GIVEN TEXT →
==*==

Finding statements from people who were drastically wrong about the impact of the 2019 novel coronavirus during it’s first blast through Hubei province isn’t difficult. After all, just listen to this idiot: “But despite the size of this epidemic—closing in on an order of magnitude greater than SARS—it appears that fast action by governments around the world stands a very good chance of holding COVID-19 in check … ” If there’s any doubt, that would be me, as late as February 17, telling you that I believed governments were likely to halt the novel coronavirus short of a pandemic.
However, that highly calibrated Magic 8-ball wasn’t the only one which missed by a country mile. And it was a long way from what Commerce Secretary Wilbur Ross was spouting. Because at the start of February, Ross was taking a “victory lap” over China, and predicting that the outbreak there would be a boost to the U.S. economy. "The fact is, it does give business yet another thing to consider,” said Ross. “ … I think it will help to accelerate the return of jobs to North America.”
Honestly, I’m still smarting from the February 17 article. I let the suggestion that I was “panicked” on previous days goad me into making a statement that I absolutely knew was nothing more than an opinion on a matter where I had been trying to deliver facts that allowed readers to prepare and plan appropriately. I blew it that day in the worst, worst possible way. And I did so despite also saying this:
Naturally, I am far from 100% confident in that answer. This is a large epidemic. It’s an easily transmitted disease for which there is neither a vaccine nor natural immunity, and it has demonstrated its ability to overwhelm the health care capabilities of a large modern city, going from zero to 70,000 cases and 1,700 people dead in three months. You’d have to be more than a little self-delusional to have no concern, or to confidently state, “We got this.”
Which only makes it worse that I then allowed myself to explain why I thought we did have this. It was a point where there were more cases on board the Diamond Princess than everywhere else in the world outside China combined, and where the only sign of any community transmission outside of China came from a handful of cases in Singapore and Japan, both of which were moving swiftly to exert control. And still … I knew better. Look at that paragraph above, then imagine following it with anything less than a deeply felt “So get ready.”

==*==

RECORDS →
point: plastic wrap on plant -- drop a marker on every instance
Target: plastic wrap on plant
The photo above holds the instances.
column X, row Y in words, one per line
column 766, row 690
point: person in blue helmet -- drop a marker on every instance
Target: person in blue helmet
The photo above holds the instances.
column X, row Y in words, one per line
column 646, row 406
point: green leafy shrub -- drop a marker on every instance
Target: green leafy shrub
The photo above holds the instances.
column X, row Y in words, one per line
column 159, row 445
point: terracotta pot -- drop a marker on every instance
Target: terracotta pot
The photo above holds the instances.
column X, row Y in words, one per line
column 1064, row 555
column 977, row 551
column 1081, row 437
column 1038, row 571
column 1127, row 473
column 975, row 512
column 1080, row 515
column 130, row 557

==*==

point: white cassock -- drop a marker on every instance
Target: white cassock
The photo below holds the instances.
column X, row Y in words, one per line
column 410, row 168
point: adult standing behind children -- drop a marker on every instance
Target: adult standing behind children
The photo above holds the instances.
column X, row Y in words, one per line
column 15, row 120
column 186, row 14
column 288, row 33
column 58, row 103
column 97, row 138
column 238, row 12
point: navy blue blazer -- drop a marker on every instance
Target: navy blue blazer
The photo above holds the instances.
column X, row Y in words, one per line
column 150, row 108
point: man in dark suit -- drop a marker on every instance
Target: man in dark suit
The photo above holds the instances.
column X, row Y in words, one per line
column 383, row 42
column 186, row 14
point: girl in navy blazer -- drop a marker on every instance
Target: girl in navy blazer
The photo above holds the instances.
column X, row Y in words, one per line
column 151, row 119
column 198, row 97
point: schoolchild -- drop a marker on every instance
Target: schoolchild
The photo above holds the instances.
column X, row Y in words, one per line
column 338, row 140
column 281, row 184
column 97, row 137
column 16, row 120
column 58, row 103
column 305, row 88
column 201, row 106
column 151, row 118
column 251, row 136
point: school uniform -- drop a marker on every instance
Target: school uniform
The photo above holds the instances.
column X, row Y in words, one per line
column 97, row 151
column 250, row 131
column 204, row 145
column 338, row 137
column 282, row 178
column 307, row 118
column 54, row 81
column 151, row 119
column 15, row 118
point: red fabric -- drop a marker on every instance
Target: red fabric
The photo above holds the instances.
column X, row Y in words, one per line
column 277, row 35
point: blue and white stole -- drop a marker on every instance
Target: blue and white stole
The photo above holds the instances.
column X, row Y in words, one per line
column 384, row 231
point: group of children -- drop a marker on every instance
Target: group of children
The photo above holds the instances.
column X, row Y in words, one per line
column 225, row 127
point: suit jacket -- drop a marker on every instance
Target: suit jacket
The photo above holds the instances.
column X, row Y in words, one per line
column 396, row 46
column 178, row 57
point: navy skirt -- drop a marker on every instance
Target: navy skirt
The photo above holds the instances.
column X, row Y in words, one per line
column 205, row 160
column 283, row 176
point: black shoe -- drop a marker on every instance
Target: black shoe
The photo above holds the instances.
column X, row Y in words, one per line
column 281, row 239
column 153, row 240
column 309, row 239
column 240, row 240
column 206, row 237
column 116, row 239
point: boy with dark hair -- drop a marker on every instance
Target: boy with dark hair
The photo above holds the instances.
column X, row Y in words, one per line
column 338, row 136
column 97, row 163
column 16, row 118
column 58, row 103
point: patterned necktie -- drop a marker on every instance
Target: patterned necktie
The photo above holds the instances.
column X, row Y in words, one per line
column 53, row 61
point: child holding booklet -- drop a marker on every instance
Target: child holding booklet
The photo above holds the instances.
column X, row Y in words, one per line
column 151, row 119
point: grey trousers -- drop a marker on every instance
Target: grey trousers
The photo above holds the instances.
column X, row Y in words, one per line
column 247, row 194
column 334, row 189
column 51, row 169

==*==

TO DO →
a - Rewrite the paragraph of the coronavirus essay beginning "Naturally, I am far from 100% confident" as a short bulleted list that keeps its main facts.
b - Please answer these questions from the coronavirus essay:
(i) On what date did the writer say governments were likely to halt the novel coronavirus short of a pandemic?
(ii) What post did Wilbur Ross hold?
(iii) Outside China, where did the only sign of community transmission come from?
c - From the coronavirus essay, write out the part between "Finding statements from" and "of a pandemic.", inclusive, changing "novel coronavirus" to "new coronavirus".

ANSWERS TO THE PROBLEMS →
a -
- The writer was far from fully confident in that answer.
- The epidemic was large.
- The disease is easily transmitted, and there was neither a vaccine nor natural immunity.
- It had overwhelmed the health care capabilities of a large modern city, going from zero to 70,000 cases and 1,700 deaths in three months.
- Having no concern, or confidently saying "We got this," would take more than a little self-delusion.

b -
(i) February 17
(ii) Commerce Secretary
(iii) A handful of cases in Singapore and Japan

c -
Finding statements from people who were drastically wrong about the impact of the 2019 new coronavirus during it’s first blast through Hubei province isn’t difficult. After all, just listen to this idiot: “But despite the size of this epidemic—closing in on an order of magnitude greater than SARS—it appears that fast action by governments around the world stands a very good chance of holding COVID-19 in check … ” If there’s any doubt, that would be me, as late as February 17, telling you that I believed governments were likely to halt the new coronavirus short of a pandemic.